Notes on logical priors from the MIRI workshop

Wait, what is Tegmark level 5?

It's a name we made up for mathematically impossible universes that we still care about because we haven't yet proved them to be mathematically impossible. That becomes relevant in problems like Counterfactual Mugging with a logical coin.

[-]Douglas_Knight12y10

What is a "locally consistent theory"?

[-]cousin_it12y30

Let's say "a set of statements that has no short proof of inconsistency", for some reasonable meaning of "short".

[-]Douglas_Knight12y00

That's what I guessed, but you said "So we abandoned this idea," implying that the rest of the article was completely different, while the rest of the article was about still proof lengths, just smoothing thresholds into weights, so I became skeptical of the guess. I don't have any suggestions for how to talk about false starts and how they relate, but I think it might be useful for insight into my confusion. (Actually, in this particular case, I do have a suggestion, which is to use the term "proof length" much earlier.)

[-]cousin_it12y00

Thanks! Made a small edit to the post.

[-]Jonii12y10

You lost me at part

In Counterfactual Mugging with a logical coin, a "stupid" agent that can't compute the outcome of the coinflip should agree to pay, and a "smart" agent that considers the coinflip as obvious as 1=1 should refuse to pay.

The problem is that, I see no reason why smart agent should refuse to pay. Both stupid and smart agent know it as logical certainty that they just lost. There's no meaningful difference between being smart and stupid in this case, that I can see. Both however like to be offered such bets, where logical coin is flipped, so they pay.

I mean, we all agree that a "smart" agent, that refused to pay here, would receive $0 if Omega flipped logical coin of asking if 1st digit of pi was an odd number, while "stupid" agent would get $1,000,000.

[-]cousin_it12y20

Note that there's no prior over Omega saying that it's equally likely to designate 1=1 or 1≠1 as heads. There's only one Omega, and with that Omega you want to behave a certain way. And with the Omega that designates "the trillionth digit of pi is even" as heads, you want to behave differently.

[-]wedrifid12y40

And with the Omega that designates "the trillionth digit of pi is even" as heads, you want to behave differently.

Specifically, you want to bet on 'heads'. The trillionth digit of pi is a two.

I think we need to find a trickier logical uncertainty as a default example. There is a (mildly) interesting difference between logical uncertainties that we could easily look up or calculate like "Is 1,033 a prime?" or "is the trillionth digit of pi even?" and logical uncertainties that can not be plausibly looked up. Both types of uncertainty are sometimes relevant but often we want a 'logical coin' that isn't easily cheated.

[-]Jonii12y20

After asking about this on #LW irc channel, I take back my initial objection, but I still find this entire concept of logical uncertainty kinda suspicious.

Basically, if I'm understanding this correctly, Omega is simulating an alternate reality which is exactly like ours, and where the only difference is that Omega says something like "I just checked if 0=0, and turns out it's not. If it was, I would've given you moneyzzz(iff you would give me moneyzzz in this kind of situation), but now that 0!=0, I must ask you for $100." Then the agent notices, in that hypothetical situation, that actually 0=0, so actually Omega is lying, so he is in hypothetical, and thus he can freely give moneyzzz away to help to real you. Then, because some agents can't tell for all possible logical coins if they are lied to or not, they might have to pay real moneyzzz, while sufficiently intelligent agents might be able to cheat the system if they are able to notice if they are lied to about the state of the logical coin.

──────

Objective A – List each distinct username that appears in the comment headers of the logical priors thread, in order of first appearance.
Objective B – Set down, word for word, the passage of the logical priors thread from "[-]Jonii12y10" to "would get $1,000,000.".

──────

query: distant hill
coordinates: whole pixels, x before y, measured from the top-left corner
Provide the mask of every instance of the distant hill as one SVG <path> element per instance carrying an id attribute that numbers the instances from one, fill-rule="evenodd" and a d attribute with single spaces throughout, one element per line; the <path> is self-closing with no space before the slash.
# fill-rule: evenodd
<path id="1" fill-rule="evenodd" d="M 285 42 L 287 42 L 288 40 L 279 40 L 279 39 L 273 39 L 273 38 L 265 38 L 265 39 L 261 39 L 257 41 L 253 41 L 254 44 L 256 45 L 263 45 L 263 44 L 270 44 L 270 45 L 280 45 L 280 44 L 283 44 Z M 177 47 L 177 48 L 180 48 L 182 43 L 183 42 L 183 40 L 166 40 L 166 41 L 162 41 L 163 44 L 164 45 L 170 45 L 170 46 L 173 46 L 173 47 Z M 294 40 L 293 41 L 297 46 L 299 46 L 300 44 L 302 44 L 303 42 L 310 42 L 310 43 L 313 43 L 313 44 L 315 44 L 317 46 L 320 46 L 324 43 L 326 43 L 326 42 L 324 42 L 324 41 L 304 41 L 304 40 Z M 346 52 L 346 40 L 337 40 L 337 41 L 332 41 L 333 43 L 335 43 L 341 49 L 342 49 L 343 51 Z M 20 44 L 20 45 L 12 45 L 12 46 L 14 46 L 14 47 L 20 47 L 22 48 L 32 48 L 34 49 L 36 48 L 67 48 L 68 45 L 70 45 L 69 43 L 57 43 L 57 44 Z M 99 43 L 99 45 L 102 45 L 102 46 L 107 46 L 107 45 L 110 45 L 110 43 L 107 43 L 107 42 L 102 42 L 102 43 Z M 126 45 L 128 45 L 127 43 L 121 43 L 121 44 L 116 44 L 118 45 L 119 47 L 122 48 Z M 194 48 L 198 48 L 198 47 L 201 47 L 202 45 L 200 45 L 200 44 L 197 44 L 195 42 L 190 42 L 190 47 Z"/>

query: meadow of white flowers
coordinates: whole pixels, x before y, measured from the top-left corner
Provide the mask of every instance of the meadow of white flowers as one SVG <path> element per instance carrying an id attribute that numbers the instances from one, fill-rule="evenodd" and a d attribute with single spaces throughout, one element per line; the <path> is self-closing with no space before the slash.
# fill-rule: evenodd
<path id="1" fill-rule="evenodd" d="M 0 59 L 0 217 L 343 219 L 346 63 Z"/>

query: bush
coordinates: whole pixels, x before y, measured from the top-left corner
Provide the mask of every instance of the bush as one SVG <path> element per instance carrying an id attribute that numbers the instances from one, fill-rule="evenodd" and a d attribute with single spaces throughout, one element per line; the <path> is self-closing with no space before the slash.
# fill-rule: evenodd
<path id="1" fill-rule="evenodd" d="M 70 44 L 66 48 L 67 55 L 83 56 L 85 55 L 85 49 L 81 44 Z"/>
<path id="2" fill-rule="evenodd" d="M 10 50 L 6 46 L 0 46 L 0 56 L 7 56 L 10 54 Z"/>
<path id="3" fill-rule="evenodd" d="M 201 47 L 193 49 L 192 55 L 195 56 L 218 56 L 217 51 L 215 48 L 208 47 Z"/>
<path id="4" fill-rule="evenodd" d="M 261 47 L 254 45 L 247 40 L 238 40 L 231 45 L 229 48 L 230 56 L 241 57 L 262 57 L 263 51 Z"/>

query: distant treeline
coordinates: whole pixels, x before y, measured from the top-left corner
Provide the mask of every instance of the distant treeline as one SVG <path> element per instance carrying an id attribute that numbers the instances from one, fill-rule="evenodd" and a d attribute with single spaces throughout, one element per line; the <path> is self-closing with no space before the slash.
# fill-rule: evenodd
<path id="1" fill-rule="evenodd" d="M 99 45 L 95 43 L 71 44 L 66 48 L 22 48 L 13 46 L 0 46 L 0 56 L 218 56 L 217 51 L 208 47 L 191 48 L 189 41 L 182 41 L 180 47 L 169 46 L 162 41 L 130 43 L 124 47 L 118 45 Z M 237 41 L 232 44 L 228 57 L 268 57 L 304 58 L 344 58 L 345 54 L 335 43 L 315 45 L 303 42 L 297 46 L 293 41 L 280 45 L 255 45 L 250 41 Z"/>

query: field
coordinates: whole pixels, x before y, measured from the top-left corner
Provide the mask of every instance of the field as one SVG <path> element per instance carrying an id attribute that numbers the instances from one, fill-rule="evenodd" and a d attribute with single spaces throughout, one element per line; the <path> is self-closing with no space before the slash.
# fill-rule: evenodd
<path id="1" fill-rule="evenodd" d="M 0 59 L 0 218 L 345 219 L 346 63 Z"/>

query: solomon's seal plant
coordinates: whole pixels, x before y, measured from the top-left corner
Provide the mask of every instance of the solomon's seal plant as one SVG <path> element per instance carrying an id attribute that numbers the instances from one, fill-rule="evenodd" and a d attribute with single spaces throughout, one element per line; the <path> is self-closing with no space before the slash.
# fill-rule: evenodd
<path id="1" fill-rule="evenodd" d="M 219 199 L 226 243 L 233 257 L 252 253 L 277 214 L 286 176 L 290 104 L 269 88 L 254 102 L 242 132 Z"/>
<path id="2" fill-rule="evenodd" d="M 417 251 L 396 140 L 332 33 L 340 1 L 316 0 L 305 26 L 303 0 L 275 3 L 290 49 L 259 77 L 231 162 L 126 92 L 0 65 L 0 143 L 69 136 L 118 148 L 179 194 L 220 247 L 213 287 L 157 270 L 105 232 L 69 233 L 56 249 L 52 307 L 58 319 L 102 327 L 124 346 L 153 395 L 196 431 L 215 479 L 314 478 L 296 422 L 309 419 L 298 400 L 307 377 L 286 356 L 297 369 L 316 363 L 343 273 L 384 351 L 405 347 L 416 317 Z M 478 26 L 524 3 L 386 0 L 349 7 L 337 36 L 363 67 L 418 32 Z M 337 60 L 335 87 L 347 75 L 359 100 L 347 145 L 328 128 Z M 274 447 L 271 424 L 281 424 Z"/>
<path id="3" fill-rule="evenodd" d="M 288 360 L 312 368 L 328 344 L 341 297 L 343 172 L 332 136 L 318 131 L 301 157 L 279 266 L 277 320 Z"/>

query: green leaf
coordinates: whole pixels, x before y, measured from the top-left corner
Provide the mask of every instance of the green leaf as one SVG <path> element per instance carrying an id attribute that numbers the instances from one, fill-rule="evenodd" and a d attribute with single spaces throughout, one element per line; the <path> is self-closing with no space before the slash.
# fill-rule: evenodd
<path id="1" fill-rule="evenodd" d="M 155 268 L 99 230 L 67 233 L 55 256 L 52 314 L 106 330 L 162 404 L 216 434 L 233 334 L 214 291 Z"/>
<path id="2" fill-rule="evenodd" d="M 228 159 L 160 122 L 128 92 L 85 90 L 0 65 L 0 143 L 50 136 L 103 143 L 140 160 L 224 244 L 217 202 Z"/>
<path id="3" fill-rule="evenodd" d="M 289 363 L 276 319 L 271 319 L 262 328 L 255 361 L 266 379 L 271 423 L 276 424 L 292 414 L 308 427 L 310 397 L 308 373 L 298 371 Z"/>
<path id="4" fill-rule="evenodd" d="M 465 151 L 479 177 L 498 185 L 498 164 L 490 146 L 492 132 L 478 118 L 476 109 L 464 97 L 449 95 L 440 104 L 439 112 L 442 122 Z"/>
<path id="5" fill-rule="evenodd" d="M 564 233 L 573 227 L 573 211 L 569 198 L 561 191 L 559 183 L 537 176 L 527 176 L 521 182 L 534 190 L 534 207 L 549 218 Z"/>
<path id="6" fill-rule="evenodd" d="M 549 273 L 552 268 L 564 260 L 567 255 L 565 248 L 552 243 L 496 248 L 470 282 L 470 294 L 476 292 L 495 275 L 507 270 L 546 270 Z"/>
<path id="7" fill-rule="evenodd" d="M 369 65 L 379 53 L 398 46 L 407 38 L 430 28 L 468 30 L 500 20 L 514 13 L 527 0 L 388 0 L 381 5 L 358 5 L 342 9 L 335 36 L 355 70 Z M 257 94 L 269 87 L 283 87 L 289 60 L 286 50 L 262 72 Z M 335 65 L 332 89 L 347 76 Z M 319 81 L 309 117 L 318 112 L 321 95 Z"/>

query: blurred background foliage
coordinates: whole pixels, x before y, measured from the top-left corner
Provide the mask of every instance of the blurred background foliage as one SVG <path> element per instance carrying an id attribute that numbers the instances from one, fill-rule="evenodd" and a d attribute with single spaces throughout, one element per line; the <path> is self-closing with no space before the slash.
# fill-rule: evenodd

──────

Output A – Douglas_Knight, cousin_it, Jonii, wedrifid

Output B –
[-]Jonii12y10

You lost me at part

In Counterfactual Mugging with a logical coin, a "stupid" agent that can't compute the outcome of the coinflip should agree to pay, and a "smart" agent that considers the coinflip as obvious as 1=1 should refuse to pay.

The problem is that, I see no reason why smart agent should refuse to pay. Both stupid and smart agent know it as logical certainty that they just lost. There's no meaningful difference between being smart and stupid in this case, that I can see. Both however like to be offered such bets, where logical coin is flipped, so they pay.

I mean, we all agree that a "smart" agent, that refused to pay here, would receive $0 if Omega flipped logical coin of asking if 1st digit of pi was an odd number, while "stupid" agent would get $1,000,000.